Exercícios
[1] Liste todas as indicações de página que aparecem nas referências "(Ibidem, ...)" do texto sobre Fisalina.
[2] Escreva a continuação do texto sobre Fisalina, começando logo após a última frase apresentada.

Trecho para leitura
-=-=-

Note-se que a narrativa fala de um fecundo suspiro da água, aludindo ao seu caráter demiúrgico, sugerindo o nascimento de uma nova Fisalina.

Outro elemento digno de destaque é o riso convulsivo da moça durante sua iniciação. O júbilo intenso do momento é extravasado em sua risada, aliando liberdade e prazer: “(...)Uma alegria extrema a invadiu, e o seu riso encheu as galerias de pedra, desdobrou-se, trinou e multiplicou-se como guizos agitados consecutivamente.” (Ibidem, p. 33-34.)

Fisalina, que até então se mantinha triste e solitária, emite um riso catártico após o ritual nas águas. Mais do que qualquer outra atitude, o riso marcará a transformação por que passa a protagonista. O acesso de riso, característico de algumas personagens de Agustina, traduz a irreverência que as distingue. Em outra passagem, ela sente vontade de rir da pieguice do namorado, num indício de sua mudança:

-Vai-te embora - disse a rapariga. E, no seu íntimo, ria-se, e parecia-lhe tudo aquilo, queixumes e censuras, coisa fraca e sem resposta na sua alma.(...)Como ele a quisesse segurar e lhe tocasse, olhou-o com altivez e ele emudeceu e afastou-se.. (Ibidem, p. 38-39.)

A firmeza da nova Fisalina intimida o namorado, que se afasta. Mais próxima das verdades de sua alma, a moça repudia aquele que lhe parecia o único meio de fugir da aldeia. Sua nova postura é marcada pela altivez, termo que, entre outros, significa amor-próprio, confirmando a individuação da personagem. A referência à alma é expressiva, uma vez que esta constitui um dos termos-chave da narrativa. A primeira alusão a ela surge quando da apresentação da protagonista:

Sabia que nenhuma rapariga saíra ainda dali, que nenhuma se casava fora. Agora ela desejava contrariar essa velha lei, e, em rigor, a sua alma aspirava sempre a vencer e a transpor as leis que nunca tinham sido sequer suspeitadas. (Ibidem, p. 18.)

Além de indicar o temperamento transgressor da protagonista, a informação acerca de sua alma sugere a vida e a paixão presentes em seu íntimo, em contraste com a apatia e a resignação que parecem dominar o lugar. A voz destoante por ela representada atua ainda como indício , enfatizando a sua marginalização e prenunciando a tragicidade do desfecho.

-=-=-

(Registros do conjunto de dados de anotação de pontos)
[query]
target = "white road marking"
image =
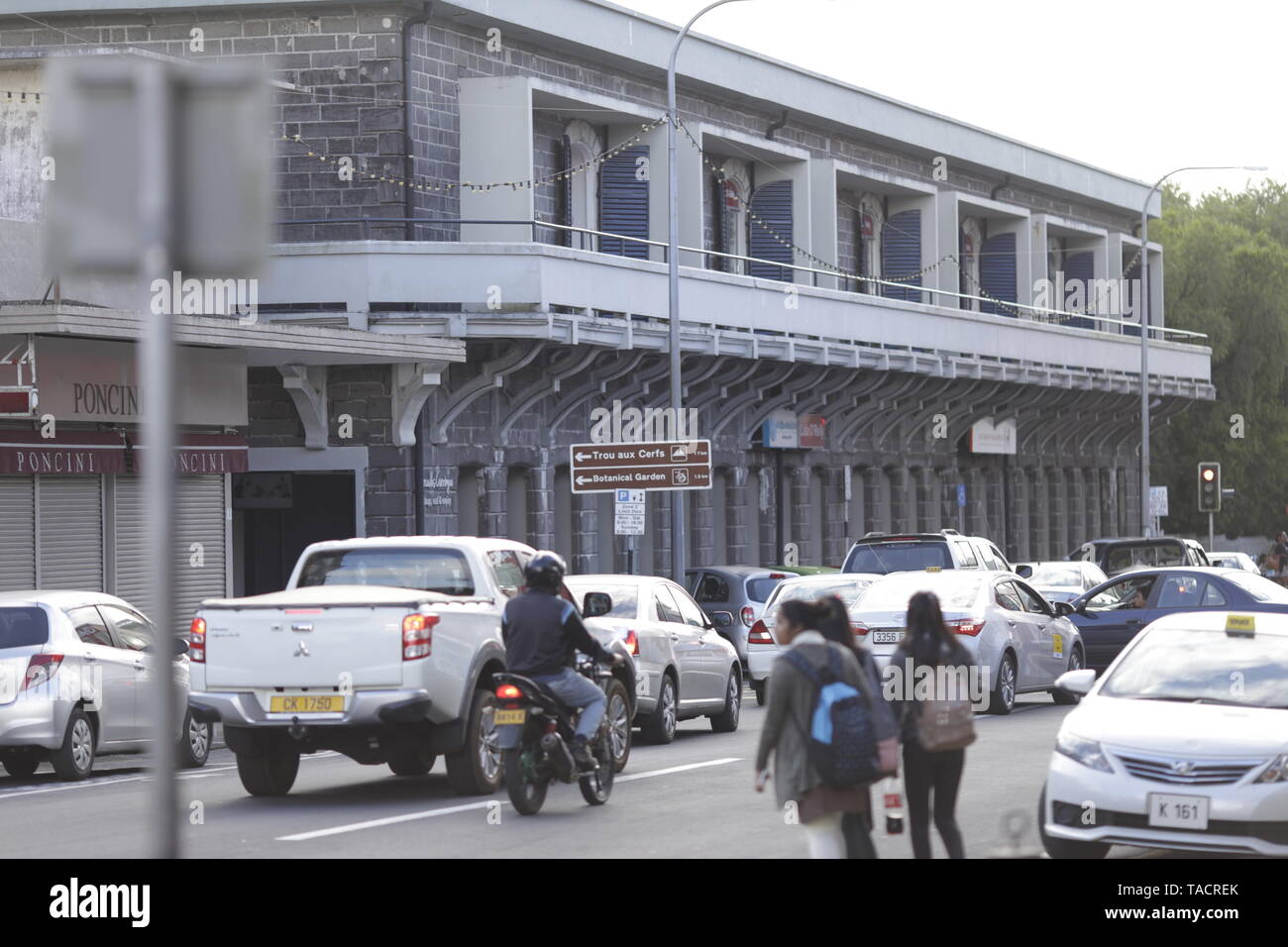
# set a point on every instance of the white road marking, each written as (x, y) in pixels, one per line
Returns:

-=-=-

Respostas
[1]
p. 33-34
p. 38-39
p. 18

[2]
Fisalina, ao buscar a saída da aldeia, encontra-a, literalmente. Mas seu exílio não é em vão, uma vez que justamente aquilo que ela mais criticava - a falta de vida nos habitantes - modifica-se quando ela é expulsa:

(...)Ninguém sabia porque ela gritava, mas olharam para Fisalina, e todo o povo lançou um murmúrio de cólera, atento a qualquer provocação. Ela começou a andar depressa, alguns rapazes atiraram-lhe pequenas pedras, depois subiram aos muros próximos para a ver correr, e tendo fechadas na mão outras pedras. Um ódio brutal e alegre estalou então, todos se puseram a lançar exclamações, a saltar, a atropelar-se; apontavam para a rapariga que fugia, tomando o caminho da serra da Nave.(...)Era quase noite, e o povo aglomerava-se nos limites da aldeia, insaciado e pregando na distância os olhos furiosos e que, pela primeira vez havia muitos anos, pareciam viver e animados de cordial crueldade. (Ibidem, p. 41-42. Grifos nossos.)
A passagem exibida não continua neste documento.